**** Texto ****
Dra. Claudia Campillo Toledano[i]
Los acontecimientos ocurridos el pasado 18 de enero donde en un colegio privado un joven disparó contra su maestra y algunos compañeros en la ciudad de Monterrey, fueron sin duda, un signo de alarma para muchos, pero desafortunadamente, para otros, algo que es solamente una de entre muchas señales de la crisis social que vivimos en nuestro país. Ante este tipo de situaciones, la sociedad entera se pregunta ¿cómo es posible que estas cosas ocurran? Y en el mejor de los casos ¿hay alguna forma de evitarlo? La preocupación por la seguridad de nuestros hijos ahora se ha trasladado al ámbito escolar, la escuela ha dejado de ser el espacio social que aseguraba la integridad de los niños.
Muchas voces han proclamado la falta de responsabilidad de las escuelas y del gobierno en estos hechos; de manera superficial algunas personas han culpabilizado al joven junto con su familia y en el mejor de los casos, le han concedido el beneficio de una “patología psicológica” para deslindar de responsabilidad al resto de la sociedad. Ambas posturas revelan una falsa consciencia sobre la problemática de la violencia social y en particular, de la profunda problemática que se observa en los ámbitos escolares.
La sociedad mexicana ha vivido en los últimos 15 años una espiral ascendente de violencia inicialmente ocasionada por la guerra del gobierno federal contra el crimen organizado, delitos de alto impacto como ejecuciones, desapariciones forzadas y balaceras en los espacios públicos se volvieron una constante de la vida pública, con sus ya conocidas consecuencias en el incremento de homicidios y delitos relacionados con el narcotráfico.
****
Qué hacer |
[1] Actualiza el fragmento del texto que empieza en "Muchas voces han" y termina en "los ámbitos escolares.", cambiando "joven" por "alumno".
[2] Según el texto, ¿en qué ciudad disparó un joven contra su maestra y algunos compañeros el 18 de enero?
**** Filas extraídas ****
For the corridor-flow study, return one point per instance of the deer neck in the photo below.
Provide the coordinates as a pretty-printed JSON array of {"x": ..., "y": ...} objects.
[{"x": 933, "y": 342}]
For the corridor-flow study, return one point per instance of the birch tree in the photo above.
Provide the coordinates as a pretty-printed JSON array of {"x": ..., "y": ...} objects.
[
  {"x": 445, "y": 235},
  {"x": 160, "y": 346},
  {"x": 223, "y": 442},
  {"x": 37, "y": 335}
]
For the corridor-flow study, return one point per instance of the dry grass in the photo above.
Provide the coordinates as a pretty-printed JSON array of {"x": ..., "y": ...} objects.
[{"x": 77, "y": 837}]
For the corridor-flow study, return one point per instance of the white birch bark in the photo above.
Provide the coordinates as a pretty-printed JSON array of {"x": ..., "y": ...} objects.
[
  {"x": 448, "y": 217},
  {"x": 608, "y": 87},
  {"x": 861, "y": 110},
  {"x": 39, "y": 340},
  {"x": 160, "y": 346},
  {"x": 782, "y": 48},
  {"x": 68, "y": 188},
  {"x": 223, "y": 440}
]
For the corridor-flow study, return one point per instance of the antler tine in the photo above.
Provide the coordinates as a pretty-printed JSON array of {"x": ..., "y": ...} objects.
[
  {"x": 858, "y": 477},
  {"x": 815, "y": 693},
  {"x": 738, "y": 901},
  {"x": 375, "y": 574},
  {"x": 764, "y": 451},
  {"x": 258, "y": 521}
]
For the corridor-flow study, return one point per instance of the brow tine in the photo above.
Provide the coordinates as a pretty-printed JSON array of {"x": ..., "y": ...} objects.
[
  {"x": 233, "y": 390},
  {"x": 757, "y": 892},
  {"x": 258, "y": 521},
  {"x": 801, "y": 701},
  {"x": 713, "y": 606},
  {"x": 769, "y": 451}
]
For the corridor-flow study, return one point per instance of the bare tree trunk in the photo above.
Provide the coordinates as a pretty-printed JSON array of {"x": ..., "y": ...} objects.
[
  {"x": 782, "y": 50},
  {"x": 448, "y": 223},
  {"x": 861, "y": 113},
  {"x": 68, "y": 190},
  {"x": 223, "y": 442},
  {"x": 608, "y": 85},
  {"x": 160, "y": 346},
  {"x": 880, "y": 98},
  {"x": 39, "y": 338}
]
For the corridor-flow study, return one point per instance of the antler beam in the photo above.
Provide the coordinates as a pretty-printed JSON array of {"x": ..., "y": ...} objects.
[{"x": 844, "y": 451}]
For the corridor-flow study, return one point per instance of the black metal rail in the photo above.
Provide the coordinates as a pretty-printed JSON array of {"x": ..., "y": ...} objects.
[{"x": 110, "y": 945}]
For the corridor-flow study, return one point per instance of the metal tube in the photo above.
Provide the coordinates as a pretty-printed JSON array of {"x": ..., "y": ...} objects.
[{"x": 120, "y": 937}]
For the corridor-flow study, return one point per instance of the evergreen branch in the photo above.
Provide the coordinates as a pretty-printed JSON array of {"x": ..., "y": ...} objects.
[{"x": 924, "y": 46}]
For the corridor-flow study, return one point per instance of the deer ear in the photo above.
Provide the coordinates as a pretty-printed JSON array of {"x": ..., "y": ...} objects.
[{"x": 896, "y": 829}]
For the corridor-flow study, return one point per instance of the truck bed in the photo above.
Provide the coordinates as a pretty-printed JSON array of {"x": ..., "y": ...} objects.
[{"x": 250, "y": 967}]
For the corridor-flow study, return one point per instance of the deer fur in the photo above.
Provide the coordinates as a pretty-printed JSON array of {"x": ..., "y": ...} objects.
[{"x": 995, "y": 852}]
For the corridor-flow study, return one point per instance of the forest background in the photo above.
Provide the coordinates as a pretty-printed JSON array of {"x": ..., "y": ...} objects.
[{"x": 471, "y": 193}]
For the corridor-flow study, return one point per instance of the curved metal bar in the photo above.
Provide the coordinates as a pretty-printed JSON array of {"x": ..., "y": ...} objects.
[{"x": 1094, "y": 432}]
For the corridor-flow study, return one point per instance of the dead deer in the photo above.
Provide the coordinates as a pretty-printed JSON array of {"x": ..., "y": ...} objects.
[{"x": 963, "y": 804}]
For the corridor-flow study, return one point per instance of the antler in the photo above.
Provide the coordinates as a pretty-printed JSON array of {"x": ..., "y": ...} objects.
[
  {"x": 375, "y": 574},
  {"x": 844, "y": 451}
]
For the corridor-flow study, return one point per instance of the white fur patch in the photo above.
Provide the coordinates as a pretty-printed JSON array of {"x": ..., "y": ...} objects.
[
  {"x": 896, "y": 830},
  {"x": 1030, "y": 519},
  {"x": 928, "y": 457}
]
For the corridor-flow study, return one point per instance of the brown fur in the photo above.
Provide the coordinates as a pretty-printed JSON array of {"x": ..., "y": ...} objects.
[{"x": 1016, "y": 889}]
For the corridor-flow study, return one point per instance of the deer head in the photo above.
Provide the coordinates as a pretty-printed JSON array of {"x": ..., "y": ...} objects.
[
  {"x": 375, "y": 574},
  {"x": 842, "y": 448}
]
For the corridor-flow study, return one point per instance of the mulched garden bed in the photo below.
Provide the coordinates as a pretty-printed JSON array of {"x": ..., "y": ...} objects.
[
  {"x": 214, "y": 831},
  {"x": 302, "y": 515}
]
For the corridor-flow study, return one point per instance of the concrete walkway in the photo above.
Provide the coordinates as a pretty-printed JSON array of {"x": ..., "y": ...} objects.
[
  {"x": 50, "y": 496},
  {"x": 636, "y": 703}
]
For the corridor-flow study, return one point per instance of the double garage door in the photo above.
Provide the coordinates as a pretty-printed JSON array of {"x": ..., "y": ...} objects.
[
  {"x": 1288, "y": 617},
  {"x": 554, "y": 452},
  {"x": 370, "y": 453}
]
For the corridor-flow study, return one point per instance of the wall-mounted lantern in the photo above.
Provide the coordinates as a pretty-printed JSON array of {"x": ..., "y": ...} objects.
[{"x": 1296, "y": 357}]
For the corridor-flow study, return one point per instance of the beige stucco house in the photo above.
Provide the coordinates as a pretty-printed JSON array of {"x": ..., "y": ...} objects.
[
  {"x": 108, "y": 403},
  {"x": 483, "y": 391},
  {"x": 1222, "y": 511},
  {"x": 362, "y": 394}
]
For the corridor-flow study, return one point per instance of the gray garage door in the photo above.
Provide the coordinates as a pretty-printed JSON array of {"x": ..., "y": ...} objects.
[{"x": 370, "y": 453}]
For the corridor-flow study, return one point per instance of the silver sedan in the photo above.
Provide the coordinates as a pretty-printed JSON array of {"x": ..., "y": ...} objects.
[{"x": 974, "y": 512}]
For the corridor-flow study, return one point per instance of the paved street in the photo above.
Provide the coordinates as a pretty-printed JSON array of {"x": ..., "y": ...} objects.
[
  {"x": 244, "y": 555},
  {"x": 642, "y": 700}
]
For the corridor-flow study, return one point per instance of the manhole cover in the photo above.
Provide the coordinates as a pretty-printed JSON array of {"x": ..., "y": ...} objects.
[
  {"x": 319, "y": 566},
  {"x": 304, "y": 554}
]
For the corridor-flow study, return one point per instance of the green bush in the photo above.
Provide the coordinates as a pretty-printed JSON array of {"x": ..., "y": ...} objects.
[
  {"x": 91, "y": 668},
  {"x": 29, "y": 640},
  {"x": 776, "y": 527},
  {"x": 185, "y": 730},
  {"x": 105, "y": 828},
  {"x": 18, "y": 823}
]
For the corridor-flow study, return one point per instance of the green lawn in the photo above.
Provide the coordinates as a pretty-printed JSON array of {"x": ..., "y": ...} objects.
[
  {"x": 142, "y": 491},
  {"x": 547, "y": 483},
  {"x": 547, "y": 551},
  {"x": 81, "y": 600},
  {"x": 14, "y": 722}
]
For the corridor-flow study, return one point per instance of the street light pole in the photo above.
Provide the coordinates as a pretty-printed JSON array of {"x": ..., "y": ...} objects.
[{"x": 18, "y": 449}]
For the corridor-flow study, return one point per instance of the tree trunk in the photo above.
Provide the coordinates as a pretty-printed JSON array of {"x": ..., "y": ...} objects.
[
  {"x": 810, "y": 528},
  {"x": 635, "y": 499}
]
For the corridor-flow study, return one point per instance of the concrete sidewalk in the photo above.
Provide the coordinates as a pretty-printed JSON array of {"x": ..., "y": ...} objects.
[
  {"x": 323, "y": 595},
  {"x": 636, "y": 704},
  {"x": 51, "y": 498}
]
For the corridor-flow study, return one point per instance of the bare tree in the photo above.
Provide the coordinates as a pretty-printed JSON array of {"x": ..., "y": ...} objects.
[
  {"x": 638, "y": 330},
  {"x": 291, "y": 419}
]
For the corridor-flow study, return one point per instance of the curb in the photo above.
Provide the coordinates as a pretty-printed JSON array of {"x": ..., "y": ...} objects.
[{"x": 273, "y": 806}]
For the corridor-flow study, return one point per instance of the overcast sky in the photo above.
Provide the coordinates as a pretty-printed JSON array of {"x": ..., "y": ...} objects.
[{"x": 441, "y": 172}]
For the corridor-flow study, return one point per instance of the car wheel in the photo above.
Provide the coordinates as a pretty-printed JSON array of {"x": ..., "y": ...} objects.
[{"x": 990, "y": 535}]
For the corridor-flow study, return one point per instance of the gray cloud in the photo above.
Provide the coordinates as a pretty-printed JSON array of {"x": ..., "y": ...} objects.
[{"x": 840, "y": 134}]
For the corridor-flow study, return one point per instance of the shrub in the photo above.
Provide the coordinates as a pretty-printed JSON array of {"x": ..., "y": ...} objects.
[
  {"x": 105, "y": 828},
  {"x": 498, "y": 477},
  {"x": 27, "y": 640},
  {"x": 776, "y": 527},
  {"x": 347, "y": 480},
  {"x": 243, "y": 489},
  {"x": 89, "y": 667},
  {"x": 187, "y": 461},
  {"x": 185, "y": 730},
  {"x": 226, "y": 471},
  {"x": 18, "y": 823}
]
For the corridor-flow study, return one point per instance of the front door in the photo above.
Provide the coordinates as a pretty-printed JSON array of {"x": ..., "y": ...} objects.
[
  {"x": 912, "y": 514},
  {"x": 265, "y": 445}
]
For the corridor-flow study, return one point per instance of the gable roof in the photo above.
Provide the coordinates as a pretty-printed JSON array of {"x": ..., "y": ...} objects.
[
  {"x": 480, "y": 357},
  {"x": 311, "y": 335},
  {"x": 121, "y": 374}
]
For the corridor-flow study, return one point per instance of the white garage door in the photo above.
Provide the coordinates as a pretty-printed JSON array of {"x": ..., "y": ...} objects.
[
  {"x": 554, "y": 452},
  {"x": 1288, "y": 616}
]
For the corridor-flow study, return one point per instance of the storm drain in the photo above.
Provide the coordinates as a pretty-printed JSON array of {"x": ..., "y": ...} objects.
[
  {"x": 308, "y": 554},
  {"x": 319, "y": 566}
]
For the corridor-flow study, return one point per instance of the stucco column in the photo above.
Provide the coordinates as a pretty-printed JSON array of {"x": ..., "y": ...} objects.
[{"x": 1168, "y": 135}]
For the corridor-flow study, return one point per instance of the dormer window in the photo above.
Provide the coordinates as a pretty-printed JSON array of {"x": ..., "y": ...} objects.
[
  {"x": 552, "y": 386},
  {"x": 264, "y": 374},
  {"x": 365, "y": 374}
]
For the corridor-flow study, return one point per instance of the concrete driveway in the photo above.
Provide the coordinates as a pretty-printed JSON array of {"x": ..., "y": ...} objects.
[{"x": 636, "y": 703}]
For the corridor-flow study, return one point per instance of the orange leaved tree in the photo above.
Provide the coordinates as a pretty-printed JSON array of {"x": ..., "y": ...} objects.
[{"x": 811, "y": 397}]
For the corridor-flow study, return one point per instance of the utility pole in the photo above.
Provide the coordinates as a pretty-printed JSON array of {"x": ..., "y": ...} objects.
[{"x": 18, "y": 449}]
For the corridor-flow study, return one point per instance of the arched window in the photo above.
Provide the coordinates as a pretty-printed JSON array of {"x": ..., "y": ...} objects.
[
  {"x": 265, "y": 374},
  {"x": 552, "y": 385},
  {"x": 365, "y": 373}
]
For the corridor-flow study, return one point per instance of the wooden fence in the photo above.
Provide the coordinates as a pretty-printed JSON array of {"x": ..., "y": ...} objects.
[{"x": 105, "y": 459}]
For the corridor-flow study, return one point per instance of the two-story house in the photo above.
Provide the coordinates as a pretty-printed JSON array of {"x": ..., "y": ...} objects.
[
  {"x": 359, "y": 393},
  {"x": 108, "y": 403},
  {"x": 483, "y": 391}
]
****
Resultados por tarea |
[1]
Muchas voces han proclamado la falta de responsabilidad de las escuelas y del gobierno en estos hechos; de manera superficial algunas personas han culpabilizado al alumno junto con su familia y en el mejor de los casos, le han concedido el beneficio de una “patología psicológica” para deslindar de responsabilidad al resto de la sociedad. Ambas posturas revelan una falsa consciencia sobre la problemática de la violencia social y en particular, de la profunda problemática que se observa en los ámbitos escolares.

[2] En Monterrey.